• WHAT IS EXPECTED: Repeat the entries that appear below, exactly as they are given.

• RECORDS FOR THIS EXERCISE:
[Start of Attachment]

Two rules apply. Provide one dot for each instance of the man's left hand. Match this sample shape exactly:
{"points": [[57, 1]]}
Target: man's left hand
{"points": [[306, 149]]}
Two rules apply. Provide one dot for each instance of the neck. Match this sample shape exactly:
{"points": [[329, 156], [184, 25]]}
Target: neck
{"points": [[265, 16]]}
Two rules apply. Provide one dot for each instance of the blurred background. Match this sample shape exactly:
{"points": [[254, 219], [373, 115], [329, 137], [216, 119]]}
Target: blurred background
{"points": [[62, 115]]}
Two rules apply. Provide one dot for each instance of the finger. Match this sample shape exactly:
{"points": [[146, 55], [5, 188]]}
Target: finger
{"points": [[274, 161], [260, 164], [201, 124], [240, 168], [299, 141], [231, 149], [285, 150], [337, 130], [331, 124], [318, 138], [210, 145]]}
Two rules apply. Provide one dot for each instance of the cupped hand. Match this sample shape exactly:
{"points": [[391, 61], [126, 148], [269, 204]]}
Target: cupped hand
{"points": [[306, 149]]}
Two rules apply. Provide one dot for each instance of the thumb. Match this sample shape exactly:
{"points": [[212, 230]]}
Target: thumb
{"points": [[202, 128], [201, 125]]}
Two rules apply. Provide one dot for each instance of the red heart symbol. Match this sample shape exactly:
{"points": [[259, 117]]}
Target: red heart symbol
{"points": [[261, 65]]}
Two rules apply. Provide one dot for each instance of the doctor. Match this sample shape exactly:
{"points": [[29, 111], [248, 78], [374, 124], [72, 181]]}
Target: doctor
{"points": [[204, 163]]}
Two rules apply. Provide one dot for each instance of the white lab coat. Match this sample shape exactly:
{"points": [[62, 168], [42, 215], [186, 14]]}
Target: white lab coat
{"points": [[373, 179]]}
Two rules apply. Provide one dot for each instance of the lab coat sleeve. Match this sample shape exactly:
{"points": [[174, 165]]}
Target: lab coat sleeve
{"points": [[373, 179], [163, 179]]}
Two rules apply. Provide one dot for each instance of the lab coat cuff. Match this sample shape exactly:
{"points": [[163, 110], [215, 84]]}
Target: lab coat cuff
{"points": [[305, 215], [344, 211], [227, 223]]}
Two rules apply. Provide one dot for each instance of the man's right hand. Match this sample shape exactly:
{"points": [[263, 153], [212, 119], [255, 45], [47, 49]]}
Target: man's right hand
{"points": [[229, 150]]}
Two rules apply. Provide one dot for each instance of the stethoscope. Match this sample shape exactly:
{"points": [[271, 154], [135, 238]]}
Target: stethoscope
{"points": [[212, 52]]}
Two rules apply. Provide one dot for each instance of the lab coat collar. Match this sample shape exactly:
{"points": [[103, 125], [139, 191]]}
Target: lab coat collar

[End of Attachment]

• EXERCISE OUTPUT:
Two rules apply. Provide one dot for each instance of the man's left hand. Match this sample shape exactly:
{"points": [[57, 1]]}
Target: man's left hand
{"points": [[306, 149]]}
Two rules apply. Provide one dot for each instance of the neck. Match this sample shape exactly:
{"points": [[329, 156], [184, 25]]}
Target: neck
{"points": [[265, 16]]}
Two rules apply. Provide one dot for each instance of the blurred background. Match this sample shape exactly:
{"points": [[254, 219], [373, 115], [329, 137], [216, 119]]}
Target: blurred background
{"points": [[62, 115]]}
Two rules apply. Provide one dot for each instance of the finger. Match this sample shape exactly:
{"points": [[146, 55], [5, 188]]}
Target: finger
{"points": [[274, 161], [260, 164], [201, 124], [240, 168], [299, 141], [231, 149], [285, 150], [337, 130], [331, 124], [318, 138], [210, 145]]}
Two rules apply. Provide one dot for each instance of the cupped hand. Match this sample shape exactly:
{"points": [[391, 61], [126, 148], [269, 204]]}
Target: cupped hand
{"points": [[306, 149]]}
Two rules apply. Provide one dot for each instance of the thumb. Match this sample shape exactly:
{"points": [[212, 230]]}
Target: thumb
{"points": [[202, 128], [201, 125]]}
Two rules apply. Provide one dot for each instance of the red heart symbol. Match this sample shape exactly:
{"points": [[259, 117]]}
Target: red heart symbol
{"points": [[261, 65]]}
Two rules apply. Provide one dot for each instance of the doctor. Match this sample shape exactly:
{"points": [[29, 111], [248, 78], [374, 124], [72, 181]]}
Target: doctor
{"points": [[204, 163]]}
Two rules apply. Provide one dot for each instance of the white lab coat. Match this sample shape exactly:
{"points": [[62, 168], [42, 215], [186, 14]]}
Target: white lab coat
{"points": [[373, 179]]}
Two rules apply. Provide one dot for each instance of the lab coat sleeve. Match this sample shape exactly:
{"points": [[174, 165]]}
Target: lab coat sleeve
{"points": [[373, 179], [163, 179]]}
Two rules apply. Provide one dot for each instance of the lab coat cuff. Match this sample shape exactly:
{"points": [[163, 110], [215, 84]]}
Target: lab coat cuff
{"points": [[305, 215], [344, 211], [227, 223]]}
Two rules apply. Provide one dot for each instance of the man's right hand. Match this sample shape exactly:
{"points": [[263, 153], [212, 119], [255, 45], [47, 49]]}
Target: man's right hand
{"points": [[229, 150]]}
Two rules apply. Provide one dot for each instance of the stethoscope. Match this sample shape exactly:
{"points": [[271, 154], [135, 238]]}
Target: stethoscope
{"points": [[212, 52]]}
Two rules apply. Provide one dot for each instance of the lab coat collar. Match this sample shape exactly:
{"points": [[103, 125], [139, 191]]}
Target: lab coat collar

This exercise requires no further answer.